■ **About this exercise**
Answer these questions from the hydrogel text.
1. What method did Endo et al. use to immobilize glucose oxidase on the PAA hydrogel matrix?
2. What is given as the major drawback of antibodies?
3. What two kinds of signals can a biosensor use to detect analytes?

START Document text

Hydrogels are increasingly used as immobilization substrates for immunoassays. Compared to conventional sensing materials, non-rigid, porous, hydrated gels increase bioreceptor immobilization and target binding while reducing steric hindrance. Photopolymerization of monomer solutions in conjunction with antibodies or other large proteins can rapidly prepare antigen-specific hydrogels [35]. However, the major drawback of antibodies is their expensive and unstable production processes, which may ultimately affect the shelf-life of biosensors. Enzymes are an example of large proteins that can be used to detect or monitor various diseases such as diabetes, obesity, and cancer. Membranes or support matrices, electrostatic interactions, chemical crosslinking, and electrodeposition have been used in the past to immobilize enzyme molecules on or in hydrogels [36]. For example, Endo et al., have immobilized glucose oxidase (GOx) on the PAA hydrogel matrix using EDC-NHS coupling [37]. In another study by Imani et al., L-lactate was encapsulated by electrostatic interactions inside the chitosan [38]. Similarly, aptamer several approaches have been developed to increase the binding affinity of aptamers to hydrogels, including chemical modification, cooperative binding, and structural stabilization [39]. The binding affinity of the aptamers to the hydrogel as well as the targeted molecules have been modified by several approaches: (i) modification of nucleobases, (ii) replacement of backbone, and (iii) attachment of functional groups to achieve higher binding affinity.

Numerous hydrogel-based biosensors have been developed and commercialized for use in a variety of applications such as medical diagnosis and health monitoring. The interaction between the analyte and the bioreceptors is registered physicochemically and then converted into a detectable signal that is captured by the sensor platform. The hydrogels serve as substrates (coatings) or even act as a sensor or transducer platforms. To date, several strategies have been developed to produce a rapid stimuli-responsive hydrogel, including (1) modifying hydrogels with small biomolecules capable of forming specific bonds with antibodies, protein receptors, or other biomacromolecules to effect a macroscopic change in the hydrogel [40], (2) modification of hydrogels with enzyme-sensitive substrates, such as short peptides, leading to a chemical change in which bonds of the substrate molecule are made or broken, and (3) incorporation of biomacromolecules into the hydrogel structure that scavenges small biomolecules and convert them into molecules with different physical properties, such as acidity [41]. These changes can cause the hydrogel to inflate or collapse, and the signal can be used for biosensing [42,43]. Analytes can be detected using a biosensor based on electrochemical (e.g., current, potential, impedance) or optical (fluorescence) signals, depending on the operating principle of the sensor. The use of nanomaterial matrices as transducers for electrical or optical signals could increase the detection limit [42,43].

END Document text
START Data records

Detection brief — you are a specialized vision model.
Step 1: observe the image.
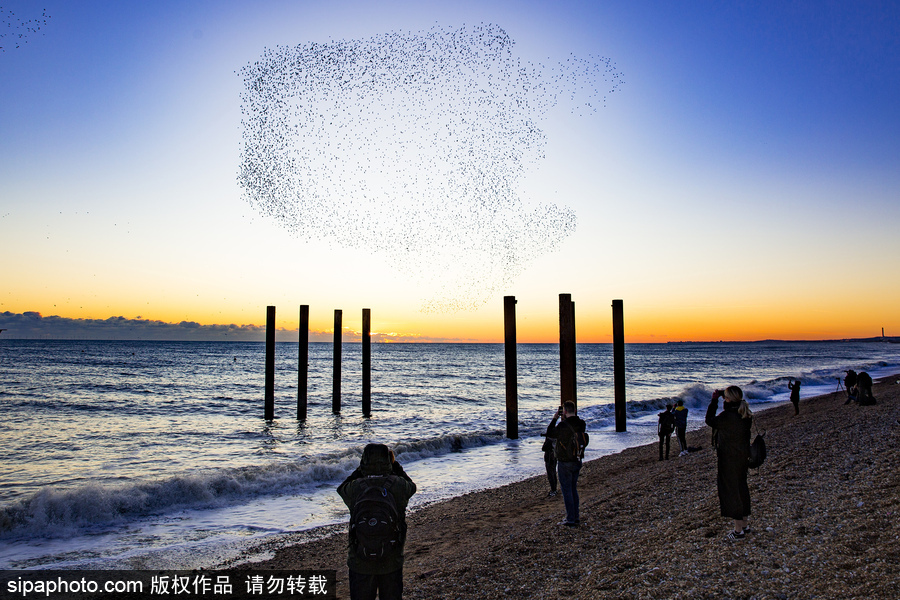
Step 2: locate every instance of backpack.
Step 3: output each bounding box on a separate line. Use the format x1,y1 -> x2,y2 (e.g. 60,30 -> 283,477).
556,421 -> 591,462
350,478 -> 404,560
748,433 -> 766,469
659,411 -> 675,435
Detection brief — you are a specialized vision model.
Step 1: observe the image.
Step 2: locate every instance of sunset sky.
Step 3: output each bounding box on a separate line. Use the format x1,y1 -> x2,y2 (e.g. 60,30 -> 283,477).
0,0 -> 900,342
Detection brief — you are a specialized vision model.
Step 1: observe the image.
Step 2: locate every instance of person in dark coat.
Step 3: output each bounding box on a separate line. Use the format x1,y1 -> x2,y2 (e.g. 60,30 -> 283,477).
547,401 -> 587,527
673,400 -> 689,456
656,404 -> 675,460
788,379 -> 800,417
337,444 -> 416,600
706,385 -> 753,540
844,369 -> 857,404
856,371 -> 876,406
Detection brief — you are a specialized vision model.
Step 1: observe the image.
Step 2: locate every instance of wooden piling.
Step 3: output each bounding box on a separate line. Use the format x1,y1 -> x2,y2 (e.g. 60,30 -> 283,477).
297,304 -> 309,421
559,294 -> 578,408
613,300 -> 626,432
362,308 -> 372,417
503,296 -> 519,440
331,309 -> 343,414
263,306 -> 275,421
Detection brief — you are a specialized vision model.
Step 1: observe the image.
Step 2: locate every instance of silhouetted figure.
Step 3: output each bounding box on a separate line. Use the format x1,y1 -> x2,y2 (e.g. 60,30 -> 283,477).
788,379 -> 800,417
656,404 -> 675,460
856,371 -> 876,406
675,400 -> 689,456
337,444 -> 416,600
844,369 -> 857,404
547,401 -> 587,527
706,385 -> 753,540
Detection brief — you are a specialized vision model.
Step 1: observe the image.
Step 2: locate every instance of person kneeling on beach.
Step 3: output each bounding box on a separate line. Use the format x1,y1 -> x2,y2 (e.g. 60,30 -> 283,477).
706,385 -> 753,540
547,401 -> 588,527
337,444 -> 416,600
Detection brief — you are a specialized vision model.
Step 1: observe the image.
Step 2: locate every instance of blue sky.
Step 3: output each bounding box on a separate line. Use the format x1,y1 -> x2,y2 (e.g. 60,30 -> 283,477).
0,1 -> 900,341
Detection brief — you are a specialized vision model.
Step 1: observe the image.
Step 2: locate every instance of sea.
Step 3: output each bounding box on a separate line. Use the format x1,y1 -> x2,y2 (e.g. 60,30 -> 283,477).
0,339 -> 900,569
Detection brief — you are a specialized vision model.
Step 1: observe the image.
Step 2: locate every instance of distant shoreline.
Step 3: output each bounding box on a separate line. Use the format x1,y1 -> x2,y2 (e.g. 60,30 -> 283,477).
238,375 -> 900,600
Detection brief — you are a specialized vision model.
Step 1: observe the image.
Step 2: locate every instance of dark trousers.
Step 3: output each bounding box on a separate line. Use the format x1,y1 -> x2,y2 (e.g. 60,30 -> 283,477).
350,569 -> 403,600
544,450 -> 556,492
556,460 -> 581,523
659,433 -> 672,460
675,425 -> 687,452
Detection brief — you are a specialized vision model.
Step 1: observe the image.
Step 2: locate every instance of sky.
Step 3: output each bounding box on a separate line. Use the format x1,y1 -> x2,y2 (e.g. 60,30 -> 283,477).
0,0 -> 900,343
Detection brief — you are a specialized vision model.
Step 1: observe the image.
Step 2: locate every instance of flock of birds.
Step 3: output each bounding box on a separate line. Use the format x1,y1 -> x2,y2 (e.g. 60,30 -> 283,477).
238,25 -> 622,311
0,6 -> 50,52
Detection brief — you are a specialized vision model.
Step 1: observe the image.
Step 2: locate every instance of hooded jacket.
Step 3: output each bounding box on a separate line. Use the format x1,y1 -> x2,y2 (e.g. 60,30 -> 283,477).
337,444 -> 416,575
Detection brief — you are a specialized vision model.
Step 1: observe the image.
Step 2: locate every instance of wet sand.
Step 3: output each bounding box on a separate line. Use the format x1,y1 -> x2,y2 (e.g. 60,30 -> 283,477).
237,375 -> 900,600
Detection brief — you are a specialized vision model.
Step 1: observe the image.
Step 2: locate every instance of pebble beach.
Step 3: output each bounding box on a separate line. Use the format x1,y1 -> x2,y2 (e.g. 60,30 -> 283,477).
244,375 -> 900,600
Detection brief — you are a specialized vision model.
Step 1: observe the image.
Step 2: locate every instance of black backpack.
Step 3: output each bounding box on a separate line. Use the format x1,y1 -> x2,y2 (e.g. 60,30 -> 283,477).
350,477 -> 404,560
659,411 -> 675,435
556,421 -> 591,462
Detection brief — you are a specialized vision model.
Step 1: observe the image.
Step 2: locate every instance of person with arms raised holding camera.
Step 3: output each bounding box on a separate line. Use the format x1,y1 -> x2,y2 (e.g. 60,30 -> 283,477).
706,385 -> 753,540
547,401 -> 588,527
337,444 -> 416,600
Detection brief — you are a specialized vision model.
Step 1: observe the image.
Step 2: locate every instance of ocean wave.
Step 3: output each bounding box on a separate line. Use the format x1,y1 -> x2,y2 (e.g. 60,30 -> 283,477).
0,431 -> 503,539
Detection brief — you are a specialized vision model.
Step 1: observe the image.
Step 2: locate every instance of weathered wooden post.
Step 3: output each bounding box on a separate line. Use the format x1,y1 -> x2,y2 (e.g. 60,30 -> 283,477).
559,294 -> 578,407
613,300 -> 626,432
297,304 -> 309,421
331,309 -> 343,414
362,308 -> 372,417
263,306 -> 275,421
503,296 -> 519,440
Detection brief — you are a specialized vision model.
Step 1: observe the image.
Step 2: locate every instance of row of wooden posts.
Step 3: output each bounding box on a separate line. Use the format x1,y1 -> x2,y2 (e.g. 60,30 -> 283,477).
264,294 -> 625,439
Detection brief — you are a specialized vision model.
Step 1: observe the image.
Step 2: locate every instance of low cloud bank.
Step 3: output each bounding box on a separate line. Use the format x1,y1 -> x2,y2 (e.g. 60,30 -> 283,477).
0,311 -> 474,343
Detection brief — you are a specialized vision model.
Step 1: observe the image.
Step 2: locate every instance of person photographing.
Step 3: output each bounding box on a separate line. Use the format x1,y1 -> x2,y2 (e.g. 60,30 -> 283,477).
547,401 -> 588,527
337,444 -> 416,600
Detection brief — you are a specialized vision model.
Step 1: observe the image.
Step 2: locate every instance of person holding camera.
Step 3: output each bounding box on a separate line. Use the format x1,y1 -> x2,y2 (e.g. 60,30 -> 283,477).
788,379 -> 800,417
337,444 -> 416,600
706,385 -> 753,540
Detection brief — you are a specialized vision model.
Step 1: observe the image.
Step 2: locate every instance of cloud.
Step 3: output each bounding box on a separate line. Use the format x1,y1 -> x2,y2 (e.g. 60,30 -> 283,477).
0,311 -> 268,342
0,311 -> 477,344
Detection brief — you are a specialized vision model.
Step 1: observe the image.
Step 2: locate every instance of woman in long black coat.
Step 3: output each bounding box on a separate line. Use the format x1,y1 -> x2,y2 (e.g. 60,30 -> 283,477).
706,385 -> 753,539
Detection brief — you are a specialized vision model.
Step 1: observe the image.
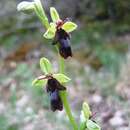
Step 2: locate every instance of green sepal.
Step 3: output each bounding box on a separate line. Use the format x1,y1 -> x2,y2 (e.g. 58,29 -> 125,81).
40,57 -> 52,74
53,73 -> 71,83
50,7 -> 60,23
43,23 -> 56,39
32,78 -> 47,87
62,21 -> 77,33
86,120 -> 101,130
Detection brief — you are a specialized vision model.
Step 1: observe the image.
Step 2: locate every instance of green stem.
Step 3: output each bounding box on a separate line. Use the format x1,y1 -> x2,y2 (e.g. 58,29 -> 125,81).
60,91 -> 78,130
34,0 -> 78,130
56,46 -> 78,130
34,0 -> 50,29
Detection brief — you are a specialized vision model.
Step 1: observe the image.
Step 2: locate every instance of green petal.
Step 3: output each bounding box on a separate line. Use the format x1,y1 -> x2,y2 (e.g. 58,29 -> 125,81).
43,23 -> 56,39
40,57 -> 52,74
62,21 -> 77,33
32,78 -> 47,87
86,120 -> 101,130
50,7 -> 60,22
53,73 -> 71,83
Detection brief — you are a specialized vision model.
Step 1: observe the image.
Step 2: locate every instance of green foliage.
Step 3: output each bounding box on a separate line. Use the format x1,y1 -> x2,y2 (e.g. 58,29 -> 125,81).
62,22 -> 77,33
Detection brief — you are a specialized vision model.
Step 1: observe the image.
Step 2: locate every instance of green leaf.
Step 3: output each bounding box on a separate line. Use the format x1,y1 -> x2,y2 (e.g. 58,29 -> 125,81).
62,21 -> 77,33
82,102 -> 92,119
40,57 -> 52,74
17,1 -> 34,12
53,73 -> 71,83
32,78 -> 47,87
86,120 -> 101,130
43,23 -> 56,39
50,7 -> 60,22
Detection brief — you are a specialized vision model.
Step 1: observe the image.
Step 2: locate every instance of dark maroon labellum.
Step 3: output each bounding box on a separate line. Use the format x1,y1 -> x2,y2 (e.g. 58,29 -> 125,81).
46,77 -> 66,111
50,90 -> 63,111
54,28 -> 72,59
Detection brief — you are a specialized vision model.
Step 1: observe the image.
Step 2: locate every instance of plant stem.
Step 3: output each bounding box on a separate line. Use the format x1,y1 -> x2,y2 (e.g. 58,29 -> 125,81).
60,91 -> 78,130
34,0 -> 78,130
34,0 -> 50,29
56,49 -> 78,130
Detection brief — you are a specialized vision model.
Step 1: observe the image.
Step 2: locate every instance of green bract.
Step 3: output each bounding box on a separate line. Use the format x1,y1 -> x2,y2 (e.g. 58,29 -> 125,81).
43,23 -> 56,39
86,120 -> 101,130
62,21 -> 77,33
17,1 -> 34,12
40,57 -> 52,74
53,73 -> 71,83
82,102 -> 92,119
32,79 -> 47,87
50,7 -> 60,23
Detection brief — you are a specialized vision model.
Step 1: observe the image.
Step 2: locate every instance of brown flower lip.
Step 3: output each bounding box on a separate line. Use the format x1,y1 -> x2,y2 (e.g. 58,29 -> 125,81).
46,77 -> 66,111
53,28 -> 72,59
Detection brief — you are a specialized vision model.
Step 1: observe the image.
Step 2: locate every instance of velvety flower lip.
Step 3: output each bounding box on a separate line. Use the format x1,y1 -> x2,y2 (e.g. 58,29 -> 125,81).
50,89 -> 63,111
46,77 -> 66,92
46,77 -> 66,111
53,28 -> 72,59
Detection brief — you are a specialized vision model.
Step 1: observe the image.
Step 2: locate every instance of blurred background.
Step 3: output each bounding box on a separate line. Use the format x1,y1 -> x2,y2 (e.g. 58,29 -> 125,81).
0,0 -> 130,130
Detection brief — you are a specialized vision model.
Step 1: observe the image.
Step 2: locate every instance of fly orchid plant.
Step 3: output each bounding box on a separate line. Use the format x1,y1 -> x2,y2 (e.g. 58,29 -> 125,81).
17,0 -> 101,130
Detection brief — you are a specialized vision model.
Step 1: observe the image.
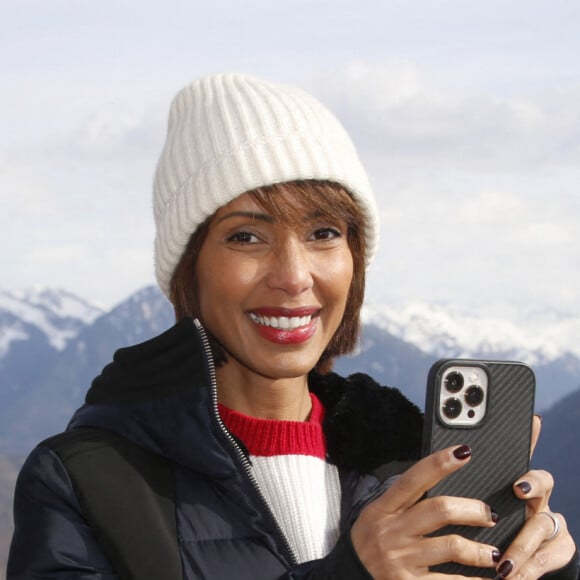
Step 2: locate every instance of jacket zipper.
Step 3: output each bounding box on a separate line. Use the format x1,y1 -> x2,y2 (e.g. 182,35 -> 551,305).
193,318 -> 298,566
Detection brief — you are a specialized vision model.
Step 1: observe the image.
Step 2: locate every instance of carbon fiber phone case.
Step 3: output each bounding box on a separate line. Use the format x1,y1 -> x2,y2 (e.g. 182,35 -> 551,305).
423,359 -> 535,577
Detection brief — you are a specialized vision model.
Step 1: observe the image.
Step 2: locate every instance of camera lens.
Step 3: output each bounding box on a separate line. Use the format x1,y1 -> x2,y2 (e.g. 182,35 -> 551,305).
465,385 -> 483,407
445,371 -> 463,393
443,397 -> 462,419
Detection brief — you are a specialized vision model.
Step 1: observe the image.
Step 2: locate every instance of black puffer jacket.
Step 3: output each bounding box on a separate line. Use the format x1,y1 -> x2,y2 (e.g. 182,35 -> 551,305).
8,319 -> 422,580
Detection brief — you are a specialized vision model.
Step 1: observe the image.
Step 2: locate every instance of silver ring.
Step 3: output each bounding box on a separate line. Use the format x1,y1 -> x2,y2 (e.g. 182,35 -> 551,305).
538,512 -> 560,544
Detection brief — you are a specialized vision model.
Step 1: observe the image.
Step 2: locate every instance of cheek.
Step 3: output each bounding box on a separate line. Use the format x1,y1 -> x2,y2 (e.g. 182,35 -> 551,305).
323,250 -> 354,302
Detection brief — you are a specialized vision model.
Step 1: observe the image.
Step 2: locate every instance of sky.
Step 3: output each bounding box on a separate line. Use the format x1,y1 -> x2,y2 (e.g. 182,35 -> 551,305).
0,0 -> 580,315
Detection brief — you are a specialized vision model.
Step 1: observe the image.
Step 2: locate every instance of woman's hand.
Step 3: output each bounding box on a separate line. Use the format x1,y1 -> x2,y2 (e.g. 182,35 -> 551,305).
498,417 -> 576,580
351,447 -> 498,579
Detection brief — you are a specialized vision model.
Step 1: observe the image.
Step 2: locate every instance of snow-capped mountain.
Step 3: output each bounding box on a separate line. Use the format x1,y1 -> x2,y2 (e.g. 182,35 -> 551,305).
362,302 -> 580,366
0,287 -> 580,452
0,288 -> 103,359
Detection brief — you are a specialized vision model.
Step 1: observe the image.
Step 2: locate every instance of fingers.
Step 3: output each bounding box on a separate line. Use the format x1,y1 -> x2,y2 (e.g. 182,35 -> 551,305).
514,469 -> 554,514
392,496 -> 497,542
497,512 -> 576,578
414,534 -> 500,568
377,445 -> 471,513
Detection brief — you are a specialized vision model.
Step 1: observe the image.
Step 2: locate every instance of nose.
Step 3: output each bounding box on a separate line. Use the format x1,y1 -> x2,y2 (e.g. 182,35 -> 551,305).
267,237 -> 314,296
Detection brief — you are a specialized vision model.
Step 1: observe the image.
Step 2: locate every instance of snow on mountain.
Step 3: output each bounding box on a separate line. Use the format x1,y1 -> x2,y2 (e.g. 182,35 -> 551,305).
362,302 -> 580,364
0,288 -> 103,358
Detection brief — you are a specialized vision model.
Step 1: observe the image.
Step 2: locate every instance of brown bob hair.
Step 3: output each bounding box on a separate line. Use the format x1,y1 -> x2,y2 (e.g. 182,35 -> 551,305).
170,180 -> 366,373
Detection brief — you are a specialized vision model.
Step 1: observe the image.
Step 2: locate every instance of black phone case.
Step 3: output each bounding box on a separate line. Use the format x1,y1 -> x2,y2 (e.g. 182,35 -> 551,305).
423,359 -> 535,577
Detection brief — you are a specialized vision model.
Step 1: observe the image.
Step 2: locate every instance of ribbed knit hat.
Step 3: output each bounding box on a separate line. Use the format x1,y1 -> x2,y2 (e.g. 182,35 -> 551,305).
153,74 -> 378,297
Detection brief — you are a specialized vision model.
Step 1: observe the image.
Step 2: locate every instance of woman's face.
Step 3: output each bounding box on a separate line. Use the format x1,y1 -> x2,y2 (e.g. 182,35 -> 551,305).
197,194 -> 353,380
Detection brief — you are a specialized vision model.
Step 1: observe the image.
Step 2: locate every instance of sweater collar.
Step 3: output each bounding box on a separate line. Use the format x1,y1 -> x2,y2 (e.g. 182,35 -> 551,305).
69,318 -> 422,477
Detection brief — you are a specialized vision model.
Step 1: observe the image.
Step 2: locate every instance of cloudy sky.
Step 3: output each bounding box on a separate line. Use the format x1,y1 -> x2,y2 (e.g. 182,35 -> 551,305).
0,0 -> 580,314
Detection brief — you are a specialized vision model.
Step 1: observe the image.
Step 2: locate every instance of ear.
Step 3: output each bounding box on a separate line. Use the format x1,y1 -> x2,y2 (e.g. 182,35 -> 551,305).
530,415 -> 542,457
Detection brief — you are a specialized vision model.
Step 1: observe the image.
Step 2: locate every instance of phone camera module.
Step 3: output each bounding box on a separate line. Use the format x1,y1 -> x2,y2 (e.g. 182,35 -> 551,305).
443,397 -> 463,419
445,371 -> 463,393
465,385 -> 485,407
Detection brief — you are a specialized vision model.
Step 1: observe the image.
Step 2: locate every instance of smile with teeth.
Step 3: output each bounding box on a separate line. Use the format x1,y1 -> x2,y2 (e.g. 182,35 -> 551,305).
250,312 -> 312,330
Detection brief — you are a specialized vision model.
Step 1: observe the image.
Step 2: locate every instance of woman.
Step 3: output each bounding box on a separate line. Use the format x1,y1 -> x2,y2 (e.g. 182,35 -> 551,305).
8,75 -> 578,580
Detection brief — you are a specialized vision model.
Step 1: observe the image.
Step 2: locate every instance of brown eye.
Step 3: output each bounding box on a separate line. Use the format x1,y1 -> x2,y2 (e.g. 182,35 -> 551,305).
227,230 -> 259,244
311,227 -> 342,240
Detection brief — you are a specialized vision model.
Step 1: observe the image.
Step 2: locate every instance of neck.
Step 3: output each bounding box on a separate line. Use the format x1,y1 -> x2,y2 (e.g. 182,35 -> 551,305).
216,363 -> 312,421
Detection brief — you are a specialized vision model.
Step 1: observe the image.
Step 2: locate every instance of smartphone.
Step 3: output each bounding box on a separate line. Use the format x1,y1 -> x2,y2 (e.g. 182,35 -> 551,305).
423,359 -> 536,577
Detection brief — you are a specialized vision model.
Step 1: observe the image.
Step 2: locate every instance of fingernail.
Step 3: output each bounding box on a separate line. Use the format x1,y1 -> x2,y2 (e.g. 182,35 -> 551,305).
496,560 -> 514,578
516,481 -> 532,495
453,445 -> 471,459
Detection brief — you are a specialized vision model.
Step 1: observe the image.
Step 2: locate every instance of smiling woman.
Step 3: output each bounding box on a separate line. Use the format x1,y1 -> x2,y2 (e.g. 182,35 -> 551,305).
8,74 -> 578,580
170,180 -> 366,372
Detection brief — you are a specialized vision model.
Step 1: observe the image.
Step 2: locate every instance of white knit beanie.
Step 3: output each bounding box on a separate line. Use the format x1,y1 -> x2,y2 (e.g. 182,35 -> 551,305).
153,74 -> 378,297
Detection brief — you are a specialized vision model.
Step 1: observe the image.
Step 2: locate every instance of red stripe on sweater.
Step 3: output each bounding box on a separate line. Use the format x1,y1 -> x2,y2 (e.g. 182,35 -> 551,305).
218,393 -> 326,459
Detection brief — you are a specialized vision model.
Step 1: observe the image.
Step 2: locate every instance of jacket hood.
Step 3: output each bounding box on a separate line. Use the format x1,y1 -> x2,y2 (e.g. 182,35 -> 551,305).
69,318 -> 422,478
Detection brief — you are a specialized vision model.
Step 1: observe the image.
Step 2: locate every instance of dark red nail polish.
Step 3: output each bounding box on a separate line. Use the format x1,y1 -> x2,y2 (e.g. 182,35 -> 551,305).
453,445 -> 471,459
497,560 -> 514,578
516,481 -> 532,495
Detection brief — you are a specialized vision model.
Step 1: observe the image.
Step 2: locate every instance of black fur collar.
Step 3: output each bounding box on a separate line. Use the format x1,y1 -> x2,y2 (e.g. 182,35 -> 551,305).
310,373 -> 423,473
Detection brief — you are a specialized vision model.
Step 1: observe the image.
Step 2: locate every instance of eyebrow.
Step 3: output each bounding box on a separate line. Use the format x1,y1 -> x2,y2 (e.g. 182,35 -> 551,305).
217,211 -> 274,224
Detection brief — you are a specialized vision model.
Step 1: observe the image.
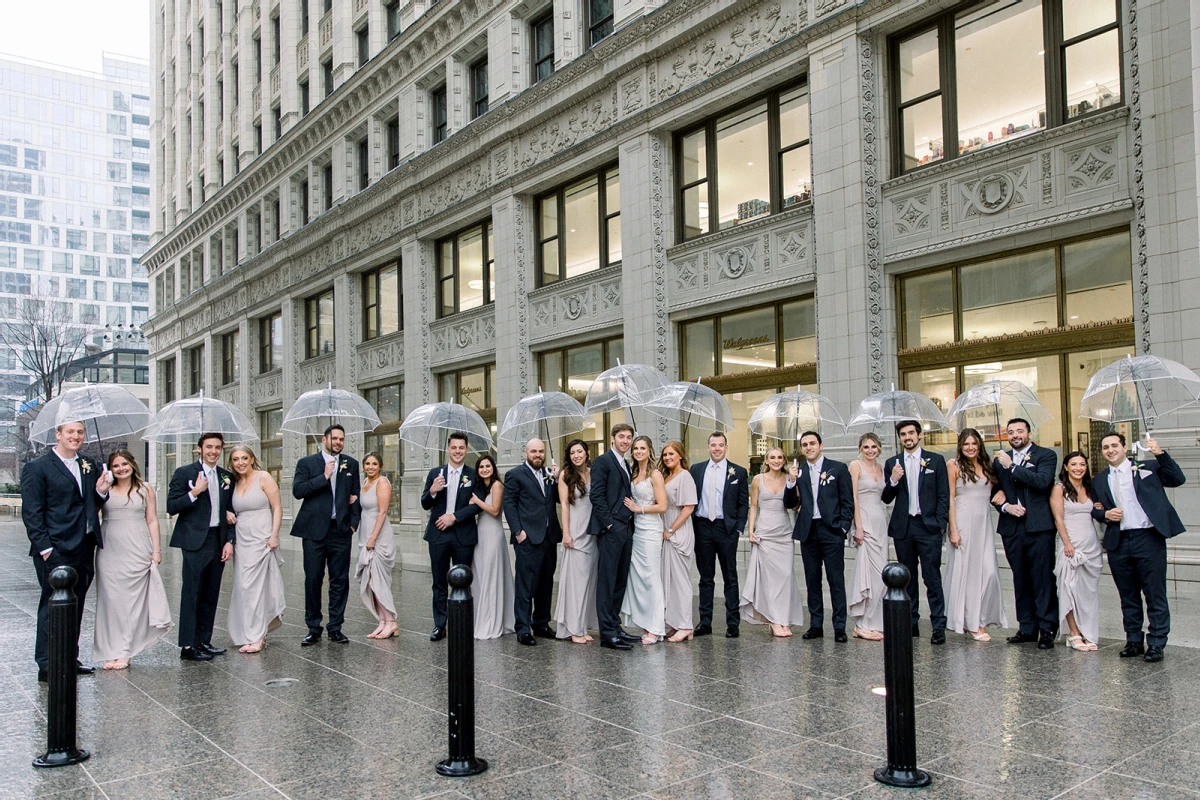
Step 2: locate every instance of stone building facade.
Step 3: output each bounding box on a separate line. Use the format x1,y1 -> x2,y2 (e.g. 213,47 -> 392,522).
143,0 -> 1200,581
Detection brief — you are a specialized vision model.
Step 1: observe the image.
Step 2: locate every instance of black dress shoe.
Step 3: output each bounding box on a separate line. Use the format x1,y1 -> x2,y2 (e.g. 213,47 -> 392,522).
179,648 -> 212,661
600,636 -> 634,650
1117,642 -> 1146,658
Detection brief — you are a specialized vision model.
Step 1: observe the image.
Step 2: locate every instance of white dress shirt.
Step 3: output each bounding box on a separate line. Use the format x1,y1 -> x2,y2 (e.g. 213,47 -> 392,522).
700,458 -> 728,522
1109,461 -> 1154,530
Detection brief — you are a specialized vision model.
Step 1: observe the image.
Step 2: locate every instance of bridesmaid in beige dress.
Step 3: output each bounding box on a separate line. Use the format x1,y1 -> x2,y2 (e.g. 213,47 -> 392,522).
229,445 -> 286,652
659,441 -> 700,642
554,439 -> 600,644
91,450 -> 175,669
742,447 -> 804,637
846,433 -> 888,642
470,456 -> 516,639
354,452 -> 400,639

END Data records

■ **Task response**
1. EDC-NHS coupling.
2. Their production processes are expensive and unstable, which may ultimately affect the shelf-life of biosensors.
3. Electrochemical signals (e.g., current, potential, impedance) or optical signals (fluorescence), depending on the sensor's operating principle.